** Opening EXERCISE DATA block **

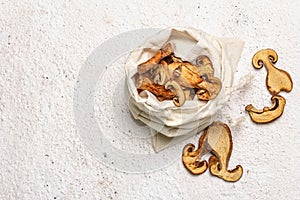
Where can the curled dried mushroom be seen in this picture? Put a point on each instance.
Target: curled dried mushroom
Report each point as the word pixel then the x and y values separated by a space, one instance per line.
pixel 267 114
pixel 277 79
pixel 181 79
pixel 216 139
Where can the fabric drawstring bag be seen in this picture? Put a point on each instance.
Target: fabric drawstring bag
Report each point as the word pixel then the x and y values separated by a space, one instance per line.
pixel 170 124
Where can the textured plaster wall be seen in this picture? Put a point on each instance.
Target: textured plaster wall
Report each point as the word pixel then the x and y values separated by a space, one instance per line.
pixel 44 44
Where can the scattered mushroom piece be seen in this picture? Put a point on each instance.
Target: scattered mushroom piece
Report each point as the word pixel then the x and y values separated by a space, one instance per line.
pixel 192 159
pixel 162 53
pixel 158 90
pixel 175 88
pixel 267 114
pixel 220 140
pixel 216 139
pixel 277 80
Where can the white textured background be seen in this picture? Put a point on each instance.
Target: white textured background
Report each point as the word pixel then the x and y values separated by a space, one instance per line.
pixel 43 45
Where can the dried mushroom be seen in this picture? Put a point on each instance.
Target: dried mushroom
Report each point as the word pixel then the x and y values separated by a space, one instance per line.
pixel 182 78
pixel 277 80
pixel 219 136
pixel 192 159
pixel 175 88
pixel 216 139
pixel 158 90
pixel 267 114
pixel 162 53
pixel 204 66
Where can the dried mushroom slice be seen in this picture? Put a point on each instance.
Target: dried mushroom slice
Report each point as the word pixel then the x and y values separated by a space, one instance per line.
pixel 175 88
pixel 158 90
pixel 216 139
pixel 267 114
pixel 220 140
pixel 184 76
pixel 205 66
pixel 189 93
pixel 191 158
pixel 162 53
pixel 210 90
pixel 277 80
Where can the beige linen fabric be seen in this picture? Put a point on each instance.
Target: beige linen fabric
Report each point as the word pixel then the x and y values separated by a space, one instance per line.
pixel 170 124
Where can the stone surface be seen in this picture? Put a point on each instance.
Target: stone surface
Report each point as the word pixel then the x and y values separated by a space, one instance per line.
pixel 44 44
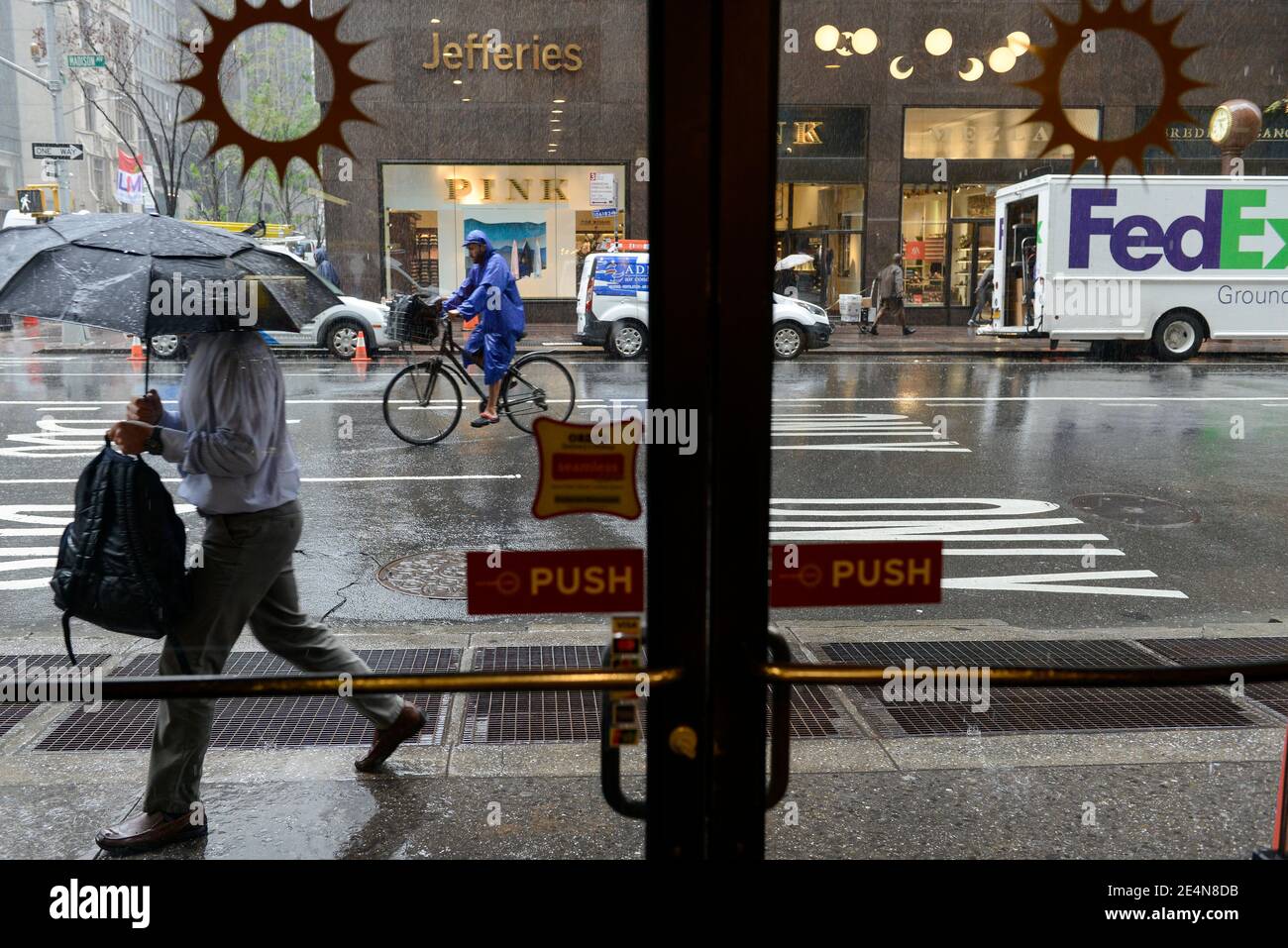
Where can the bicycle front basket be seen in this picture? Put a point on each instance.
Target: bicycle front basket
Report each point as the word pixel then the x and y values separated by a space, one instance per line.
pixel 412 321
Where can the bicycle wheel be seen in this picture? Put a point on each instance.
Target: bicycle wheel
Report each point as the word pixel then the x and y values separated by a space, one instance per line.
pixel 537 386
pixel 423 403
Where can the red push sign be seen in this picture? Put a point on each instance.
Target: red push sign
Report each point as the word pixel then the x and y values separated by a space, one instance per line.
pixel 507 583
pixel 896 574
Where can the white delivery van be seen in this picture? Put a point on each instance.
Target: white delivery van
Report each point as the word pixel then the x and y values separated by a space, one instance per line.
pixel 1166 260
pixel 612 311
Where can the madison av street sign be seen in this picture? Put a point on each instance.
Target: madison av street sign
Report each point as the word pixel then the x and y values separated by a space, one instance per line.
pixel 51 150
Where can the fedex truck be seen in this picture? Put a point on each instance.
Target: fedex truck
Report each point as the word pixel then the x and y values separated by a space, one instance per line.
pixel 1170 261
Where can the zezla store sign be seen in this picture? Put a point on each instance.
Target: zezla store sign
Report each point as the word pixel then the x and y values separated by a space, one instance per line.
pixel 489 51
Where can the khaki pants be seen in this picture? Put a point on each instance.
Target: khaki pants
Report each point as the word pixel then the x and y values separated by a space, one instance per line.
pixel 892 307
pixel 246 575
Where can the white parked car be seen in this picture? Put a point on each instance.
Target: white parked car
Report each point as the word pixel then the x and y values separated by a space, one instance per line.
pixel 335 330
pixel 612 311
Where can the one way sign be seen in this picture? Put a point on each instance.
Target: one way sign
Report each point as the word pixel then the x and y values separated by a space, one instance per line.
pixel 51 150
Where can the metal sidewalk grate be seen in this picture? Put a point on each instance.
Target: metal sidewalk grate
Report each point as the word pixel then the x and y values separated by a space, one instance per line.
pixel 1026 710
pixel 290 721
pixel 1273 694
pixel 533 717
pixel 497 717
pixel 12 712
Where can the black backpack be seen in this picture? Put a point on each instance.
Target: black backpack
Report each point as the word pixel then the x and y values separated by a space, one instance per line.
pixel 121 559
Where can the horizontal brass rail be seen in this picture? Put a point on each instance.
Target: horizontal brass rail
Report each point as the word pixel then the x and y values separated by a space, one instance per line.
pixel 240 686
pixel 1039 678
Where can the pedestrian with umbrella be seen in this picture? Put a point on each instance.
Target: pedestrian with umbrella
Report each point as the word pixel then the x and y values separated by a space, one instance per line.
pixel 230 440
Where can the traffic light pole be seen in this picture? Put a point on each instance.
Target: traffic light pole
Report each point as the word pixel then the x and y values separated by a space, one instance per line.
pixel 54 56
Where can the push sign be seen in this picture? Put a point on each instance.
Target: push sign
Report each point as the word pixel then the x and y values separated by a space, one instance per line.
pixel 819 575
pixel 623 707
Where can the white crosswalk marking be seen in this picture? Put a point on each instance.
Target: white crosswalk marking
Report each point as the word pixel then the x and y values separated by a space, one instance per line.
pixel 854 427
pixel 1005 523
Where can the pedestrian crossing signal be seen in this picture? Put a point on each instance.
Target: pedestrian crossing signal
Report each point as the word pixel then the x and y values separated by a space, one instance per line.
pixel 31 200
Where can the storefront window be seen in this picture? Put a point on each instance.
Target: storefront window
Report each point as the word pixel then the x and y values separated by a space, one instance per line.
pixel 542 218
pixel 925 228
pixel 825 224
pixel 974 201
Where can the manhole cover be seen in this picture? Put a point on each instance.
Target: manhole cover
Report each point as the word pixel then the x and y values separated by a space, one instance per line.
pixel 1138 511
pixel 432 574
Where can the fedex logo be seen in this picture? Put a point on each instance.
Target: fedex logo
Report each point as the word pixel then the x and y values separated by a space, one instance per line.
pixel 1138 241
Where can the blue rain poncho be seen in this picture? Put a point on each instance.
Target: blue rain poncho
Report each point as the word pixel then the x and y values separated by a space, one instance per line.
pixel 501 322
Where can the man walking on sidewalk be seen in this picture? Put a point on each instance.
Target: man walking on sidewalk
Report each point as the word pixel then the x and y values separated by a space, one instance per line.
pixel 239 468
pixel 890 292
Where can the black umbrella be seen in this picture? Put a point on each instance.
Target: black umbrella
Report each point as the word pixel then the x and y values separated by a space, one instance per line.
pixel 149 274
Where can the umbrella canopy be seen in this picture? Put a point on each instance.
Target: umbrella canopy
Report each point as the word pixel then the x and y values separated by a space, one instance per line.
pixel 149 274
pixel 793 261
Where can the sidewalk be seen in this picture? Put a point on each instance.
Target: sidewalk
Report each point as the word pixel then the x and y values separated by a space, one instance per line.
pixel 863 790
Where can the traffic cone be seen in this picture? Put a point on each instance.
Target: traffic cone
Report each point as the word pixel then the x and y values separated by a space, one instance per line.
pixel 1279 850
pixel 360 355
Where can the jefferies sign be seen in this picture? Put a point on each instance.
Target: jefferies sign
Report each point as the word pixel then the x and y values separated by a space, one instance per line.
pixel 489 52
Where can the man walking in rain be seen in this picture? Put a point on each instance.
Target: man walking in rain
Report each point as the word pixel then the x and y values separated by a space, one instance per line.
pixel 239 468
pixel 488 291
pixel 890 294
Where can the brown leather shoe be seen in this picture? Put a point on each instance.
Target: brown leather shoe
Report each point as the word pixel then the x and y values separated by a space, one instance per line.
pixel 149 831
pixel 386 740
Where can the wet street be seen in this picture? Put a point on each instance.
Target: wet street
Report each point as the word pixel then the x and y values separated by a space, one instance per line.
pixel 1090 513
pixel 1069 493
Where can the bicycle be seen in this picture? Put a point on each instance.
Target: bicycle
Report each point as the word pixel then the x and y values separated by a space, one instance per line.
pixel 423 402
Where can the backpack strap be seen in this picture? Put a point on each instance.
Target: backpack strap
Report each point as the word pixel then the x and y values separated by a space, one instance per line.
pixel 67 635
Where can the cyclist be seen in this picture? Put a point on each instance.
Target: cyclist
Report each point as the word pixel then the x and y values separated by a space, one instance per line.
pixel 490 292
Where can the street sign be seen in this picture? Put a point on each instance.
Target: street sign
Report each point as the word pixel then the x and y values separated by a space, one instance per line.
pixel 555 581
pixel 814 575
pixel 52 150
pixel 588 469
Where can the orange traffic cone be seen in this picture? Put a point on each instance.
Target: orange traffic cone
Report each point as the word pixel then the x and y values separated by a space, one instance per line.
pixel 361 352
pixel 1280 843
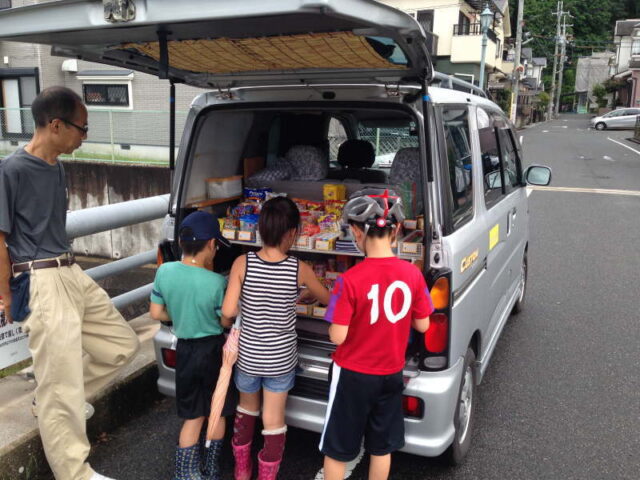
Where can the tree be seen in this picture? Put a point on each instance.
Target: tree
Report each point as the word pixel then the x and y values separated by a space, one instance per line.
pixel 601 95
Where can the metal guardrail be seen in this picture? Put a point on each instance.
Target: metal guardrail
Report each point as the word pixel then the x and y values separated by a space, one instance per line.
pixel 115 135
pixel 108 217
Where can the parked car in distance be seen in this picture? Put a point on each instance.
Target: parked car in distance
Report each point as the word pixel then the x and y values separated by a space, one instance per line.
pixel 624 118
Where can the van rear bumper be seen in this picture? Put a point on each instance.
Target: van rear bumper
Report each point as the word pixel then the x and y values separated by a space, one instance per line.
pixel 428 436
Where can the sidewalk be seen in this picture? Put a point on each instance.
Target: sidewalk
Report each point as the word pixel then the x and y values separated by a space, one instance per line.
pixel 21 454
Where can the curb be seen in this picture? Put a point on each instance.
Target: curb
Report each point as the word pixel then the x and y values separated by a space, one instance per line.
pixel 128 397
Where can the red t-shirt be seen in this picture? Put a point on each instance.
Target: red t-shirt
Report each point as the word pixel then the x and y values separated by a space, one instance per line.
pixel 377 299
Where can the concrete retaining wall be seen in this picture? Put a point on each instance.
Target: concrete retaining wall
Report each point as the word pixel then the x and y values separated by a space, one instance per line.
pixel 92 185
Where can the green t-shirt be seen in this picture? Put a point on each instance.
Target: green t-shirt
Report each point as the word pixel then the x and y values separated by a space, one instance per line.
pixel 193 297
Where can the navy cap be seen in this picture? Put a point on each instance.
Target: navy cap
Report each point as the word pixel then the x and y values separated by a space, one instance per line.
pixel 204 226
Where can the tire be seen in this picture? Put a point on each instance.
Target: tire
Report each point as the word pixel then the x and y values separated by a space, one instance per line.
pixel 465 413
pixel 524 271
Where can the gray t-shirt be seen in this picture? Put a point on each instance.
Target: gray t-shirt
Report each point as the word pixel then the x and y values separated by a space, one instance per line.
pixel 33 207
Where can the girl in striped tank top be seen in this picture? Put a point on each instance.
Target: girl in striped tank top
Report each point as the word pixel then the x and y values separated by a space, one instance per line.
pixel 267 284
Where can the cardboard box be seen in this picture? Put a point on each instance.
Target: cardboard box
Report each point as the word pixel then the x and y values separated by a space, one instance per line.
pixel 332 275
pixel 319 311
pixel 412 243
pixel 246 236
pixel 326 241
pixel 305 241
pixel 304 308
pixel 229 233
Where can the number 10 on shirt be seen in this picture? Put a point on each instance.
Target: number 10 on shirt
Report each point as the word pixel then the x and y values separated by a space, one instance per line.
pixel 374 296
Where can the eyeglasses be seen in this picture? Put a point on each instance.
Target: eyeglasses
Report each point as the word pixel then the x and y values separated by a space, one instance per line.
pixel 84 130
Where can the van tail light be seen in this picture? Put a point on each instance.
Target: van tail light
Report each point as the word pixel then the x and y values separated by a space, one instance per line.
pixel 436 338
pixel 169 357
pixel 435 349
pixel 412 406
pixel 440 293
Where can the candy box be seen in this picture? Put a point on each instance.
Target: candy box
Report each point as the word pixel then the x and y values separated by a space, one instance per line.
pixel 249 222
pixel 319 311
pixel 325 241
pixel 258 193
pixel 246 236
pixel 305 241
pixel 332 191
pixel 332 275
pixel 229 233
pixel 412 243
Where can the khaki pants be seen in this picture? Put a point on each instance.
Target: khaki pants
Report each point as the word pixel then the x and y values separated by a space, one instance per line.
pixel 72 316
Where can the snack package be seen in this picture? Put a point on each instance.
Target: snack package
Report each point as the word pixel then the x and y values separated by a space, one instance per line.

** Closing EXERCISE DATA block **

The required output is the exact lines from the opening line of the entries through the line with "Target: dried mushroom slice", inclusive, without pictures.

Where can the curled dried mushroom be seen in this picture? Put a point on each instance.
Target: curled dried mushroom
Report each point as the word pixel then the x and y values separated by a space, one instance per line.
pixel 267 114
pixel 277 79
pixel 181 79
pixel 216 139
Where can the fabric drawstring bag be seen in this picture? Put a point on each instance.
Target: fabric drawstring bag
Report each point as the word pixel then the x and y values separated by a space, one instance per line.
pixel 170 124
Where can the textured plaster wall be seen in this picture? Put a point on each instance.
Target: textured plaster wall
Report each point as the word pixel then the x and y values separated by a space, one instance per line.
pixel 44 44
Where can the scattered mushroom piece be seen in this picture? Put a point on each instance.
Target: scattered mushroom piece
Report each point as the word pixel then the x and y values separated by a space, one instance per line.
pixel 192 159
pixel 162 53
pixel 158 90
pixel 175 88
pixel 267 114
pixel 220 140
pixel 216 139
pixel 277 80
Where can the white textured background be seen in this picture? Put a point on each instance.
Target: white textured background
Report each point as the word pixel then the x and y values separated by a space, one instance per line.
pixel 43 45
Where can the dried mushroom be seen in this picture? Put a point on each instance.
Target: dried mushroom
Report each point as the word pixel then the x and y values separated by a space, one instance per line.
pixel 182 78
pixel 277 80
pixel 219 136
pixel 192 159
pixel 175 88
pixel 216 139
pixel 158 90
pixel 267 114
pixel 162 53
pixel 204 66
Where can the dried mushroom slice be seen in this picture? Put a point on each instance.
Target: dried mushroom slice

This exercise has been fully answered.